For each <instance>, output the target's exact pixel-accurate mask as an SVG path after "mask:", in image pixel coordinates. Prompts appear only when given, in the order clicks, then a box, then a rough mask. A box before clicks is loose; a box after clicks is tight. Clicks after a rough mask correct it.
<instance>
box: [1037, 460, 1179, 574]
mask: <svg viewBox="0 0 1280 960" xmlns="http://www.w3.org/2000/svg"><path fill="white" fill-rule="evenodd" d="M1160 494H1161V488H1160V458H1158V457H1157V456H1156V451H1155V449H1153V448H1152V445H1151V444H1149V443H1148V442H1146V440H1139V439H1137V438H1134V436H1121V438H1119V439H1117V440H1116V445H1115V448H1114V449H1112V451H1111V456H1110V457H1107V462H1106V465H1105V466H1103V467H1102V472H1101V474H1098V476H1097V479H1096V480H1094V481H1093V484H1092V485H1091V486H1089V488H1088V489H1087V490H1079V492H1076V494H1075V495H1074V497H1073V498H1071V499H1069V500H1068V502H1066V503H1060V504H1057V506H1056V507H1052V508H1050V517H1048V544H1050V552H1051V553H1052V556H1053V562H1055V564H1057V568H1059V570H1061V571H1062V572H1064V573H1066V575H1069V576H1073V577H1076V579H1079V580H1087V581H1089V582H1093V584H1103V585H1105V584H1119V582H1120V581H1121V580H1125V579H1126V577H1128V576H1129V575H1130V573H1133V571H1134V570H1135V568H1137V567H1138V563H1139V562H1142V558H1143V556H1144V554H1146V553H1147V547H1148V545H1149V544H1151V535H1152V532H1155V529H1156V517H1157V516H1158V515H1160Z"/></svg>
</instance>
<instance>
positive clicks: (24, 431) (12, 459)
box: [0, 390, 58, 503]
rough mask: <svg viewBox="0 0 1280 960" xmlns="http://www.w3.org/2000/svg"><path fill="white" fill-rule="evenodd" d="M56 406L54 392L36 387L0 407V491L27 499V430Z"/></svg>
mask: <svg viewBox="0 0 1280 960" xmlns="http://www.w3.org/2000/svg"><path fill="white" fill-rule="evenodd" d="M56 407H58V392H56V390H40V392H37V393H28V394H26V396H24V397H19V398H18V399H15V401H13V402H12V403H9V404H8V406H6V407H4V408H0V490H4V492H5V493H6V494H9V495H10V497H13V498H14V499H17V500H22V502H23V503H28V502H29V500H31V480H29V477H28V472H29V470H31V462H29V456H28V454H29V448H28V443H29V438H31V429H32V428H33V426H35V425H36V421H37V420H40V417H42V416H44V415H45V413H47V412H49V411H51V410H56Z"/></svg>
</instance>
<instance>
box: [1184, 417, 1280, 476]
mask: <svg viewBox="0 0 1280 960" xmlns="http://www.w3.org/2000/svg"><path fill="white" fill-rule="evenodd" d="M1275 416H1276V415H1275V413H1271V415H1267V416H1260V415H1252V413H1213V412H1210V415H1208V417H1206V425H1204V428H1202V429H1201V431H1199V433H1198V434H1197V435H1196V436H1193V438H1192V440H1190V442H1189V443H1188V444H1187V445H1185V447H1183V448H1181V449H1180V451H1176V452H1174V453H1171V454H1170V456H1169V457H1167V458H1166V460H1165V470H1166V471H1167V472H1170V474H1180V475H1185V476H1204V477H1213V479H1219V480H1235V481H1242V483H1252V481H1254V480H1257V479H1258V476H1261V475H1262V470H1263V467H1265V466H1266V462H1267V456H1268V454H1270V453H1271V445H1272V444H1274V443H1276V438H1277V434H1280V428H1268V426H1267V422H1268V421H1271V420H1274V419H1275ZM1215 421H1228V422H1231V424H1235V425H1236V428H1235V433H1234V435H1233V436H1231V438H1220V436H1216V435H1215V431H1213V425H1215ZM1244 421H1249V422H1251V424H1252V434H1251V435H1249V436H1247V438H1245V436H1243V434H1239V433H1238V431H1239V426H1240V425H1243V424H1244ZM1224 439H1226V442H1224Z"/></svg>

| What to produce |
Reproduce the listing above exactly.

| Answer to the problem |
For each <instance>, output the target's exact pixel-accurate mask as an SVG path after "mask:", in image pixel coordinates. Prompts appear only when given, in the order clicks, then a box, then a rough mask. A box before clicks is loose; a box after clicks is tight. Clicks after a rough mask correct it.
<instance>
box: [1037, 460, 1179, 574]
mask: <svg viewBox="0 0 1280 960" xmlns="http://www.w3.org/2000/svg"><path fill="white" fill-rule="evenodd" d="M1160 494H1161V488H1160V458H1158V457H1157V456H1156V451H1155V449H1153V448H1152V445H1151V444H1149V443H1148V442H1146V440H1139V439H1137V438H1134V436H1121V438H1119V439H1117V440H1116V445H1115V448H1114V449H1112V451H1111V456H1110V457H1107V462H1106V465H1105V466H1103V467H1102V472H1101V474H1098V476H1097V479H1096V480H1094V481H1093V484H1092V485H1091V486H1089V488H1088V489H1087V490H1079V492H1076V494H1075V495H1074V497H1073V498H1071V499H1069V500H1068V502H1066V503H1060V504H1057V506H1056V507H1052V508H1050V517H1048V544H1050V552H1051V553H1052V556H1053V562H1055V564H1057V568H1059V570H1061V571H1062V572H1064V573H1066V575H1069V576H1073V577H1076V579H1079V580H1087V581H1089V582H1093V584H1103V585H1105V584H1119V582H1120V581H1121V580H1125V579H1126V577H1128V576H1129V575H1130V573H1133V571H1134V570H1135V568H1137V567H1138V563H1139V562H1142V558H1143V556H1144V554H1146V553H1147V547H1148V545H1149V544H1151V535H1152V532H1155V529H1156V517H1157V516H1158V515H1160Z"/></svg>
</instance>
<instance>
positive clicks: (24, 431) (12, 459)
box: [0, 390, 58, 503]
rough mask: <svg viewBox="0 0 1280 960" xmlns="http://www.w3.org/2000/svg"><path fill="white" fill-rule="evenodd" d="M56 406L54 392L36 387L0 407V491L27 499V430Z"/></svg>
mask: <svg viewBox="0 0 1280 960" xmlns="http://www.w3.org/2000/svg"><path fill="white" fill-rule="evenodd" d="M56 407H58V392H56V390H40V392H37V393H28V394H26V396H24V397H19V398H18V399H15V401H13V402H12V403H9V404H8V406H6V407H4V408H0V490H4V492H5V493H6V494H9V495H10V497H13V498H14V499H17V500H22V502H23V503H28V502H29V500H31V480H29V477H28V472H29V470H31V462H29V456H28V454H29V448H28V443H29V438H31V429H32V428H33V426H35V425H36V421H37V420H40V417H42V416H44V415H45V413H47V412H49V411H51V410H56Z"/></svg>
</instance>
<instance>
box: [1184, 417, 1280, 476]
mask: <svg viewBox="0 0 1280 960" xmlns="http://www.w3.org/2000/svg"><path fill="white" fill-rule="evenodd" d="M1275 416H1276V415H1275V413H1271V415H1267V416H1260V415H1252V413H1213V412H1210V415H1208V417H1206V425H1204V428H1202V429H1201V431H1199V433H1198V434H1197V435H1196V436H1193V438H1192V440H1190V442H1189V443H1188V444H1187V445H1185V447H1183V448H1181V449H1180V451H1176V452H1174V453H1171V454H1170V456H1169V457H1167V458H1166V460H1165V470H1166V471H1167V472H1170V474H1180V475H1185V476H1204V477H1213V479H1219V480H1235V481H1242V483H1252V481H1254V480H1257V479H1258V476H1261V475H1262V470H1263V467H1265V466H1266V462H1267V456H1268V454H1270V453H1271V445H1272V444H1274V443H1276V438H1277V434H1280V428H1268V426H1267V422H1268V421H1271V420H1274V419H1275ZM1215 421H1228V422H1231V424H1235V425H1236V428H1235V433H1234V435H1233V436H1231V438H1220V436H1216V435H1215V431H1213V425H1215ZM1244 421H1249V422H1251V424H1252V434H1251V435H1249V436H1247V438H1245V436H1243V434H1239V433H1238V431H1239V426H1240V425H1243V424H1244ZM1224 439H1226V442H1224Z"/></svg>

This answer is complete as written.